* [AUFTRAG 1]:
Schreib aus dem Bericht über die Seilbahn über die Kieler Förde alles von „Von Ufer zu“ bis hinunter zu „September Konzepte entwickeln.“ wortgetreu ab.
* [AUFTRAG 2]:
Greif den Bericht über die Seilbahn über die Kieler Förde nach seinem letzten Satz auf und schreib ihn weiter.

* [TEXTAUSZUG]:
※ ※ ※

Von Ufer zu Ufer schweben? Viele hielten das Projekt für einen netten Witz, als es Ende 2013 Schlagzeilen machte. Auch wenn es seit dem still wurde um die vier FH-Studenten - Stillstand bedeutet das nicht. Zwei Hersteller wollen bis September Konzepte entwickeln.

shz.de von
erstellt am 10.Apr.2014 | 05:00 Uhr

Ende vergangenen Jahres machte dieses Projekt vierer Studenten der Fachhochschule (FH) Kiel Schlagzeilen: Frerk Michelsen, Thies Maschmann, Paul Henrik Altemöller und Jan-Henrik Speer brachten die Idee einer Seilbahn über die Kieler Förde ins Spiel. Beifall gab es von Marketingexperten der Stadt sowie aus der Kommunalpolitik. Doch auch kritische Stimmen wurden laut – wegen vieler ungeklärter Fragen, beispielsweise zur Finanzierung. Seitdem ist es still geworden um die FH-Gruppe von Prof. Dr. Peter Franke. Doch das bedeutet keineswegs Stillstand. Inzwischen hat sich einiges getan. Zum einen steht die Abschlussarbeit des studentischen Projekts aus dem Fach Technische Betriebswirtschaftslehre kurz vor der Fertigstellung. Darin sollten Möglichkeiten einer besseren verkehrlichen Anbindung des Ostufers an das Westufer ausgelotet werden. Zum anderen wurden mit den Rats-Fraktionen der Stadt und dem Bürgermeister Gespräche geführt. Interessanteste Entwicklung: Zwei große internationale Seilbahn-Hersteller haben konkretes Interesse signalisiert, sind auf die Kieler zugegangen.

„Wir sind im Gespräch mit Doppelmayr und Leitner“, berichtete Prof. Franke auf Nachfrage. Beide Unternehmen, Doppelmayr aus Wolfurt (Österreich) und Leitner (Sterzing, Südtirol), hätten sich den Standort angesehen, vor wenigen Tagen waren die Südtiroler an der Förde. Bis September, so Franke, wollten die Hersteller nun konkrete Konzepte erarbeiten „sowie idealerweise eine Kalkulation“. Die Hersteller hatten bereits im Dezember vom Potenzial einer 2-Seil-Umlaufbahn gesprochen, die auf der 1800 Meter langen Strecke mit 25 Gondeln für je 35 Personen pro Stunde etwa 3000 Passagiere befördern könnte. Die Kosten beliefen sich nach Schätzungen auf 35 bis 50 Millionen Euro.

※ ※ ※

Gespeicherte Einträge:
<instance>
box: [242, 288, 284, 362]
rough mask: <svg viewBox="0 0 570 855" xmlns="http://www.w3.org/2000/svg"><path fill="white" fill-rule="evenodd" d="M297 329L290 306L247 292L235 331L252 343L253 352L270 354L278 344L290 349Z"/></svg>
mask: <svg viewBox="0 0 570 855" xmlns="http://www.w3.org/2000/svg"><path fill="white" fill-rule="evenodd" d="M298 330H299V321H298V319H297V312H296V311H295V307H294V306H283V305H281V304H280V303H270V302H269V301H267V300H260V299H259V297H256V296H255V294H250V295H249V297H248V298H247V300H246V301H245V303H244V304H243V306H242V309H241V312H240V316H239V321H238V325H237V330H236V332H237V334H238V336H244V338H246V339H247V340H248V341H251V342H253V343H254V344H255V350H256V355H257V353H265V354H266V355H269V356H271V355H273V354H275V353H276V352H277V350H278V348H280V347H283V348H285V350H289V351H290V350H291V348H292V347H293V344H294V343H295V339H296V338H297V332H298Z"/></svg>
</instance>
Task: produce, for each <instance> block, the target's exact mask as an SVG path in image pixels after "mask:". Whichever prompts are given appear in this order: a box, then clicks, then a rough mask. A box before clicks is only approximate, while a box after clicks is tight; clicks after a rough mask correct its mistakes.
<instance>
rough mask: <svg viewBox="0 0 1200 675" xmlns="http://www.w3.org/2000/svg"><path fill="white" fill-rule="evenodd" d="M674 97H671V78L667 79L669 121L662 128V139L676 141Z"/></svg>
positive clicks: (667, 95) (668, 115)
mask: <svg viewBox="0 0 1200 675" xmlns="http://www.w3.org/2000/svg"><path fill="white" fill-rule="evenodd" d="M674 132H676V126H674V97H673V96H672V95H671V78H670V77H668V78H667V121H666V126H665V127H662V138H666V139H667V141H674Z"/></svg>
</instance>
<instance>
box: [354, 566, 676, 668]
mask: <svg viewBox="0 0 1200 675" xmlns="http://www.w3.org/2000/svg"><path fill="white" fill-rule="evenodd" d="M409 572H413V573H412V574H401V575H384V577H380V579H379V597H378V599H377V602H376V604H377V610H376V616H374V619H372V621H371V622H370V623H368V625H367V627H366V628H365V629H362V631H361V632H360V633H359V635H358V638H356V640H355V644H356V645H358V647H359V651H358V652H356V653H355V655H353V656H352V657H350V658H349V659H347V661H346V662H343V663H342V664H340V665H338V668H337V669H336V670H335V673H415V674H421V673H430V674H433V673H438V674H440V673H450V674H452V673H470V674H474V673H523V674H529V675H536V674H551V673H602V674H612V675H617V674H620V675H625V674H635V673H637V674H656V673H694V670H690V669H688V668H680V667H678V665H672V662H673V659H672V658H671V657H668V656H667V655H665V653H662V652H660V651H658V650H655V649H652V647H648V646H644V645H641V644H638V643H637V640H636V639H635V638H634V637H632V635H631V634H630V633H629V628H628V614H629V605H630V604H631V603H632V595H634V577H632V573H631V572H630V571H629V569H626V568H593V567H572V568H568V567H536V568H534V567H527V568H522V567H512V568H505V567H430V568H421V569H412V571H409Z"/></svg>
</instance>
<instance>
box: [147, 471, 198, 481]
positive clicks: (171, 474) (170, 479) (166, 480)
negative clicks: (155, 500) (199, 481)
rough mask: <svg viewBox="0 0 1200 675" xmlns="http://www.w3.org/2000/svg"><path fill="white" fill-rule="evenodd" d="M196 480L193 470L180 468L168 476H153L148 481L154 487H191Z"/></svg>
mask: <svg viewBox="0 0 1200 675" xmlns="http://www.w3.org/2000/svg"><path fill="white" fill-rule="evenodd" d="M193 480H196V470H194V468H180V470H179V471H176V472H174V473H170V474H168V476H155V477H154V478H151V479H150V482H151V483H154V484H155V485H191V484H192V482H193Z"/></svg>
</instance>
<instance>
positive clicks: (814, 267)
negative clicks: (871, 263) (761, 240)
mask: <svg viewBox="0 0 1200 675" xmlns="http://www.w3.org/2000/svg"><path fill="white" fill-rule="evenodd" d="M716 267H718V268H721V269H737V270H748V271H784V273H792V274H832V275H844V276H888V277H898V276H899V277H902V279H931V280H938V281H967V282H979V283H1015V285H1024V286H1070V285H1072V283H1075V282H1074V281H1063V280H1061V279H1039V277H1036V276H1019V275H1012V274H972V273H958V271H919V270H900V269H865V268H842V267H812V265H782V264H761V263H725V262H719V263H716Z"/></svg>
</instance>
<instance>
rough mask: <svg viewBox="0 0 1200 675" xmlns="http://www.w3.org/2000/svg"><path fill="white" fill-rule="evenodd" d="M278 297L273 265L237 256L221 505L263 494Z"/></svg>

※ ※ ※

* [LÖSUNG 1]:
Von Ufer zu Ufer schweben? Viele hielten das Projekt für einen netten Witz, als es Ende 2013 Schlagzeilen machte. Auch wenn es seit dem still wurde um die vier FH-Studenten - Stillstand bedeutet das nicht. Zwei Hersteller wollen bis September Konzepte entwickeln.

* [LÖSUNG 2]:
Nun gibt es erste Entwürfe für eine mögliche Verbindung in etwa 80 Metern Höhe, die eine technische Bewertung zur Statik oder auch zur Höhe der Pfeiler berücksichtigt. Die Skizzen der Hersteller sind aber Franke zufolge noch nicht für die Öffentlichkeit bestimmt. Mit dem Gesamtpaket will Franke dann bei den Entscheidern der Stadt vorstellig werden, sagt der FH-Professor.

Zwischenzeitlich arbeite man an der Hochschule weiter an der inhaltlichen Vertiefung des Projekts. So sollen Masterstudenten eine Abschlussarbeit zu dem Thema schreiben. „Sie sollen herausfinden, wie viele Passagiere, darunter Pendler und Touristen, die Seilbahn nutzen würden“, berichtet Franke. Darüber wisse man bisher nur wenig. Anhand von Schätzungen und Befragungen könne man sich der Zahl nähern. Ab 500 000 Nutzern pro Jahr, so hatte eine Berechnung ergeben, wäre eine Seilbahn-Verbindung wirtschaftlich.

Inwieweit die Hersteller auch Geld investieren würden, ist Franke zufolge unklar. „Sie haben aber Kontakte zu Firmen, die Kapital bereitstellen würden“, so Franke. Die Leitner AG aus Südtirol finanziert und betreibt übrigens die geplante Seilbahn für die Internationale Gartenschau 2017 in Berlin selbst. Dabei geht es um Kosten von 14 Millionen Euro. Öffentliche Mittel: Null.